> [Given exercise 1]:
Write out the passage about a Eurostar trip to Paris word for word, in full.

> [Passage shown]:

********

The Eurostar is not a major event to tell your friends and family about in the way that say, the Orient Express is, but it's as good as it gets in the substance over style world we now live in. That it flies beneath the English Channel so fast that France is a reality in less time than it would take me to drive into London, is absolutely its biggest draw but it's not without its flaws.

Today, there is a very large man sitting in my booked seat. When I challenge him, he produces an equally valid ticket for the exact same seat - which rained on my parade somewhat. There are dozens of other empty seats in the same carriage so I sit in one of those instead. This has worked out fine. I get to sit by myself and the other guy? He keeps glancing over at me far too often, seething that the long haired one doesn’t have to sit with three strangers, all of whom are reading broadsheets and taking up far more room than the Bill of Human Rights should allow. Moving out of his line of sight, I shuffle across to the window so that he can't look at me anymore.

Today, I am travelling so light, I should be arrested. I packed no luggage - a suit will suffice. It has enough pockets to carry money, cigarettes, a passport and my phone. Does anybody really need any more than this for a two day trip? Any work that cannot be accomplished on a phone is not work that I want any part of. As for a change of clothes? I’m sure the suit can handle two days in Paris. Tomorrow, I will go shopping, buy a new set of underwear and a shirt and leave the old in the hotel - or maybe I will see if any of the homeless along the bank of the river would appreciate it.

The homeless who live on the Seine could not be more different than those of London. It looks very community minded and there are men shaving in mirrors. Only in Paris could it be imperative that you shave for your homeless day ahead. If I had more time here, I would like to talk to some of them and see if life here is really as it appears from up on the bridge - or as I suspect it to be, merely a brutal rest-stop between life and death in the garden.

********

> [Information provided]:
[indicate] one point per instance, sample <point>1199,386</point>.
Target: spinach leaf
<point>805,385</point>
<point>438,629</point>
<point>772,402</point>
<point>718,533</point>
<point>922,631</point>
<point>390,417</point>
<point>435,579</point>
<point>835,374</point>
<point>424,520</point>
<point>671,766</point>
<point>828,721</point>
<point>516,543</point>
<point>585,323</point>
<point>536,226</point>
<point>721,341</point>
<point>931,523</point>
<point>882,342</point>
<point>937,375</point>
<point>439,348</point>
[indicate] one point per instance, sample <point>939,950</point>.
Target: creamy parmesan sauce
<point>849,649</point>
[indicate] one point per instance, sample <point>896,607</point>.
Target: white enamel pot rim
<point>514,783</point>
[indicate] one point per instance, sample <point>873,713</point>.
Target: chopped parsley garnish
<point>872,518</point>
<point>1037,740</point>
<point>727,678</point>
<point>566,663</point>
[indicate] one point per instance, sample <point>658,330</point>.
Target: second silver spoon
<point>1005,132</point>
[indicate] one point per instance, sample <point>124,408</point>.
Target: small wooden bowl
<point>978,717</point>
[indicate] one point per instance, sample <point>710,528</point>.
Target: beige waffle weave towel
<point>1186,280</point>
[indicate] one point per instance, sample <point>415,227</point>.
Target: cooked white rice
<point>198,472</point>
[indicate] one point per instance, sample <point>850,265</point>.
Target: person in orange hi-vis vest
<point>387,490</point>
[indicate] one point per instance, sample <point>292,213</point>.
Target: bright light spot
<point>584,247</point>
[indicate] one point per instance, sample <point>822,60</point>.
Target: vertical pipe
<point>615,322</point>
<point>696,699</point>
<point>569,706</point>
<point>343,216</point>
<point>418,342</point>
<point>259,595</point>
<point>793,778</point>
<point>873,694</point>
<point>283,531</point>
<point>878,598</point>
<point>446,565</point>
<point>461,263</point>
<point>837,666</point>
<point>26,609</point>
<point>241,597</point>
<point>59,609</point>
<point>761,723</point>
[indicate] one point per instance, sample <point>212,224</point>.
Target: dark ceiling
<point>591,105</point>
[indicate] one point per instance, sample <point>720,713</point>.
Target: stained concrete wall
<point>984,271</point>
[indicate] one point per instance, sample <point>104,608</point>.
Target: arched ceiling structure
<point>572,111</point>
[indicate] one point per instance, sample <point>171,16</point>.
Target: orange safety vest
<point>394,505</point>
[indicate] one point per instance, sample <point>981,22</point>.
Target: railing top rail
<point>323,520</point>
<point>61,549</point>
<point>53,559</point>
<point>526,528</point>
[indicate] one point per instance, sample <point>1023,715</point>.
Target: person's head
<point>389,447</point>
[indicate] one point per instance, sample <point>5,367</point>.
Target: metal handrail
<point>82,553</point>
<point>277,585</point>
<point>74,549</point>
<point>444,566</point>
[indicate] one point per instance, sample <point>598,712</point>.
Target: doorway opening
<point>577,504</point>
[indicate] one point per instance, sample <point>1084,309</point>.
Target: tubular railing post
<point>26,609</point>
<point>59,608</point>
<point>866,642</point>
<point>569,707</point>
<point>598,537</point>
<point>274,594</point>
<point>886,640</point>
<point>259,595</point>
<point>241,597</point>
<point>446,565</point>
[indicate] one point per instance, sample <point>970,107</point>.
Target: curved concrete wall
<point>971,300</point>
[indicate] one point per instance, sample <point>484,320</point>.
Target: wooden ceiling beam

********

> [Given exercise 2]:
Reproduce the lines of the records from the one containing "instance, sample <point>104,608</point>." up to and including the one containing "<point>971,300</point>", and nothing else.

> [Expected answer 1]:
The Eurostar is not a major event to tell your friends and family about in the way that say, the Orient Express is, but it's as good as it gets in the substance over style world we now live in. That it flies beneath the English Channel so fast that France is a reality in less time than it would take me to drive into London, is absolutely its biggest draw but it's not without its flaws.

Today, there is a very large man sitting in my booked seat. When I challenge him, he produces an equally valid ticket for the exact same seat - which rained on my parade somewhat. There are dozens of other empty seats in the same carriage so I sit in one of those instead. This has worked out fine. I get to sit by myself and the other guy? He keeps glancing over at me far too often, seething that the long haired one doesn’t have to sit with three strangers, all of whom are reading broadsheets and taking up far more room than the Bill of Human Rights should allow. Moving out of his line of sight, I shuffle across to the window so that he can't look at me anymore.

Today, I am travelling so light, I should be arrested. I packed no luggage - a suit will suffice. It has enough pockets to carry money, cigarettes, a passport and my phone. Does anybody really need any more than this for a two day trip? Any work that cannot be accomplished on a phone is not work that I want any part of. As for a change of clothes? I’m sure the suit can handle two days in Paris. Tomorrow, I will go shopping, buy a new set of underwear and a shirt and leave the old in the hotel - or maybe I will see if any of the homeless along the bank of the river would appreciate it.

The homeless who live on the Seine could not be more different than those of London. It looks very community minded and there are men shaving in mirrors. Only in Paris could it be imperative that you shave for your homeless day ahead. If I had more time here, I would like to talk to some of them and see if life here is really as it appears from up on the bridge - or as I suspect it to be, merely a brutal rest-stop between life and death in the garden.

> [Expected answer 2]:
[indicate] one point per instance, sample <point>104,608</point>.
Target: arched ceiling structure
<point>572,111</point>
[indicate] one point per instance, sample <point>171,16</point>.
Target: orange safety vest
<point>394,505</point>
[indicate] one point per instance, sample <point>981,22</point>.
Target: railing top rail
<point>323,520</point>
<point>61,549</point>
<point>53,559</point>
<point>526,528</point>
[indicate] one point per instance, sample <point>1023,715</point>.
Target: person's head
<point>389,447</point>
[indicate] one point per instance, sample <point>5,367</point>.
Target: metal handrail
<point>82,553</point>
<point>277,585</point>
<point>74,549</point>
<point>444,566</point>
[indicate] one point per instance, sample <point>598,712</point>.
Target: doorway opening
<point>577,504</point>
[indicate] one point per instance, sample <point>1084,309</point>.
Target: tubular railing post
<point>26,609</point>
<point>59,608</point>
<point>866,642</point>
<point>569,707</point>
<point>598,537</point>
<point>274,594</point>
<point>886,640</point>
<point>259,595</point>
<point>241,597</point>
<point>446,565</point>
[indicate] one point per instance, sample <point>970,107</point>.
Target: curved concrete wall
<point>971,300</point>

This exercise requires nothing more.